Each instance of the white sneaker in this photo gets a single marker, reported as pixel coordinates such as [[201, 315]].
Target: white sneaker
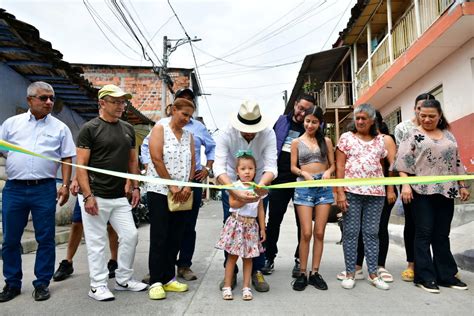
[[101, 293], [359, 275], [131, 285], [379, 283], [348, 283]]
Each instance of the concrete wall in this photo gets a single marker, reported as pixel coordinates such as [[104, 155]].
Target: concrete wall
[[141, 82], [456, 75], [13, 91]]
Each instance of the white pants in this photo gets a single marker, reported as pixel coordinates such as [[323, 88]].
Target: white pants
[[118, 213]]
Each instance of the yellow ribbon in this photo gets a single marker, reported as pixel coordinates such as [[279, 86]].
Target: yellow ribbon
[[312, 183]]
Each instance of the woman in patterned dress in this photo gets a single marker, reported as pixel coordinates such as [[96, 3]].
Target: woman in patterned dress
[[432, 150], [172, 155], [358, 155]]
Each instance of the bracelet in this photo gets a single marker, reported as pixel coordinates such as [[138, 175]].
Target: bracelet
[[87, 197]]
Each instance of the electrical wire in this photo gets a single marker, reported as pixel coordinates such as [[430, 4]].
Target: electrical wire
[[198, 76], [94, 16]]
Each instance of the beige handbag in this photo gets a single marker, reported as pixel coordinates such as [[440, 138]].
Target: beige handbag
[[185, 206]]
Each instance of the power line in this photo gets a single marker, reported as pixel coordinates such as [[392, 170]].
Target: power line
[[94, 16], [195, 63]]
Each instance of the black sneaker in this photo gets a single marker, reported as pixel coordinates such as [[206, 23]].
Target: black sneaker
[[300, 283], [64, 270], [296, 269], [317, 281], [429, 286], [268, 268], [112, 266], [458, 285], [41, 293], [9, 293]]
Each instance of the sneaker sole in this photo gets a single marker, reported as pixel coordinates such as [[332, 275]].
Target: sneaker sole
[[102, 300], [434, 291]]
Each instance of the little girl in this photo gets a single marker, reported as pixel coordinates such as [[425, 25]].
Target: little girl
[[239, 236]]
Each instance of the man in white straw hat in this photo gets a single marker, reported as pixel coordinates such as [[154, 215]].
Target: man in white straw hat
[[249, 132]]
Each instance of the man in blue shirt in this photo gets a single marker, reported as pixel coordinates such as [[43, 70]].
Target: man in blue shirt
[[202, 138], [31, 186]]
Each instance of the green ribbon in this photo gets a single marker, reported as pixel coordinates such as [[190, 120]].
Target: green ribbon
[[311, 183]]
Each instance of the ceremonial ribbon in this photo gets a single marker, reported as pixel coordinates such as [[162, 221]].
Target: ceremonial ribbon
[[311, 183]]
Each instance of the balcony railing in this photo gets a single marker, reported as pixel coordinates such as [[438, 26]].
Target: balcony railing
[[380, 58], [335, 95], [404, 33], [362, 77]]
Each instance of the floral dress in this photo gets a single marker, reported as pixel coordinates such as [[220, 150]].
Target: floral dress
[[176, 157], [363, 161], [240, 234], [421, 155]]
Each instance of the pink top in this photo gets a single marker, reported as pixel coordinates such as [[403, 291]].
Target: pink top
[[363, 161]]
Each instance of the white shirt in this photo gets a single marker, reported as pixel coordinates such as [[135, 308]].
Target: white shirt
[[48, 137], [263, 148]]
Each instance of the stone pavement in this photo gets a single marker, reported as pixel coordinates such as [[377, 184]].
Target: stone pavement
[[70, 296]]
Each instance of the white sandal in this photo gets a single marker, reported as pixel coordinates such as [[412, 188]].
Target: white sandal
[[247, 294], [385, 275], [227, 293]]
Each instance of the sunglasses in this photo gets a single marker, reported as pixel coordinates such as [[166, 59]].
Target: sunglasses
[[45, 98], [243, 153]]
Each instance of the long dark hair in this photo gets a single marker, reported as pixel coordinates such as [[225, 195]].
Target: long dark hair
[[318, 113], [442, 123]]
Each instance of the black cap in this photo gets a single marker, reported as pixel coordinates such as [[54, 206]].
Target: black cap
[[183, 91]]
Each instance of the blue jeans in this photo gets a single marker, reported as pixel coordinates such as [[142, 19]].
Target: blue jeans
[[18, 200], [259, 261], [188, 243]]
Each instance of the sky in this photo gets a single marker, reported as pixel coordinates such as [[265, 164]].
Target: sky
[[249, 49]]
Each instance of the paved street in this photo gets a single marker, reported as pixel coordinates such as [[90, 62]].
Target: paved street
[[70, 296]]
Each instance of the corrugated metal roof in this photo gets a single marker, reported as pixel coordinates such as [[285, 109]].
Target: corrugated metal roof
[[23, 50]]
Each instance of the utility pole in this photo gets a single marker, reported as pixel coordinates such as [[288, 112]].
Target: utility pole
[[165, 78], [285, 97]]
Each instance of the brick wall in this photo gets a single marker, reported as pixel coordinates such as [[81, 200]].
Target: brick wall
[[141, 82]]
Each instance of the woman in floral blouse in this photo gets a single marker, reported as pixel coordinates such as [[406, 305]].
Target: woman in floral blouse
[[358, 155], [431, 150], [172, 155]]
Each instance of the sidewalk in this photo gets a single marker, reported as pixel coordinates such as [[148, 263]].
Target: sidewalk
[[70, 296]]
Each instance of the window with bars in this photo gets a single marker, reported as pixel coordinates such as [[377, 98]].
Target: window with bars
[[393, 119]]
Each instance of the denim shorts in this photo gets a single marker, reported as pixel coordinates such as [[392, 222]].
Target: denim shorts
[[313, 196], [76, 214]]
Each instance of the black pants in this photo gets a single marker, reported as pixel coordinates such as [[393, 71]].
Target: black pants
[[278, 205], [383, 236], [409, 232], [188, 244], [166, 233], [433, 217]]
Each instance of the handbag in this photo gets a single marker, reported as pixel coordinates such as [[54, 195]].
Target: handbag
[[185, 206]]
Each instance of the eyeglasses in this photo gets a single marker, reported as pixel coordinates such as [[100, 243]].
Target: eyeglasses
[[44, 98], [242, 152], [116, 102]]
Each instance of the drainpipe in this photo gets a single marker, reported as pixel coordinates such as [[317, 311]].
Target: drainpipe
[[417, 18], [389, 24], [354, 72], [369, 52]]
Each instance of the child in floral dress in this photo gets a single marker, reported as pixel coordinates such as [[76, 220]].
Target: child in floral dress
[[240, 234]]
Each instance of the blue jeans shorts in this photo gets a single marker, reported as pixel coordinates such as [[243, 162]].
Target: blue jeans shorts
[[313, 196], [76, 213]]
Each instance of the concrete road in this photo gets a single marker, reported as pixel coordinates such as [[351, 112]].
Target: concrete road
[[69, 297]]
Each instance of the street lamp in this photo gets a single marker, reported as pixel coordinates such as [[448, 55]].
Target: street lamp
[[168, 48]]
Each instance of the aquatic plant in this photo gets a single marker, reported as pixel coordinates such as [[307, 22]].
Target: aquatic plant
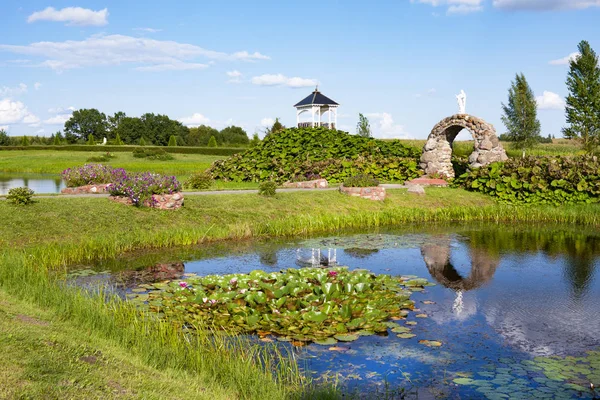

> _Task to carry out_
Multiply every point coordinate in the answers by 2.05, rounding to whole numbers with halves rounded up, and leave the numbers in the requests and their format samples unchanged. Reproduce all lines from the start of the items through the line containing "293], [9, 293]]", inclusive, with the requests included, the pictures omitted, and nothing else.

> _Output of the exercise_
Each instance of the white sneaker in this photo gets a single marker, reported as pixel coordinates such as [[201, 315]].
Target: white sneaker
[[207, 601], [736, 564], [269, 584], [777, 580], [713, 580]]
Each instance of the concrete wall in this photo gets a single marker, reported as pixel coordinates such as [[104, 155]].
Target: concrete wall
[[289, 168], [935, 154], [27, 187]]
Each instance of the white pants in this photo gets a single marker, reported as pixel coordinates such as [[323, 88]].
Target: white pants
[[242, 437]]
Each instance of the yellow ribbon in this photo gets a single marker, reported as pixel coordinates such as [[279, 86]].
Target: yellow ribbon
[[640, 375]]
Each instance of the woman in patterned dress in this photo gets a single marker, reported as pixel coordinates such as [[96, 3]].
Target: woman in patterned dress
[[886, 308], [353, 318], [734, 318]]
Each instance of the bracelet in this photo gets a single marker, reported as pixel coordinates such as [[138, 175]].
Target: bracelet
[[178, 404]]
Each instance of the electrical wire in this photo gets a single marker, reported as pixel coordinates such as [[430, 4]].
Target: electrical wire
[[406, 156], [193, 33]]
Each instance of the beige handbag in this photo gets a single marker, reported as pixel coordinates such as [[440, 138]].
Target: beige handbag
[[379, 422]]
Each instance of the power line in this photo gets a single marker, reported as pixel coordinates such as [[392, 170]].
Target: power line
[[193, 33], [400, 129]]
Each instance of the black sneaker in this photo gets a single marker, reported as pixel coordinates such as [[206, 23]].
Target: black sneaker
[[615, 580], [131, 554], [607, 551], [650, 576], [879, 586], [549, 549], [230, 545], [939, 584], [84, 601], [18, 601]]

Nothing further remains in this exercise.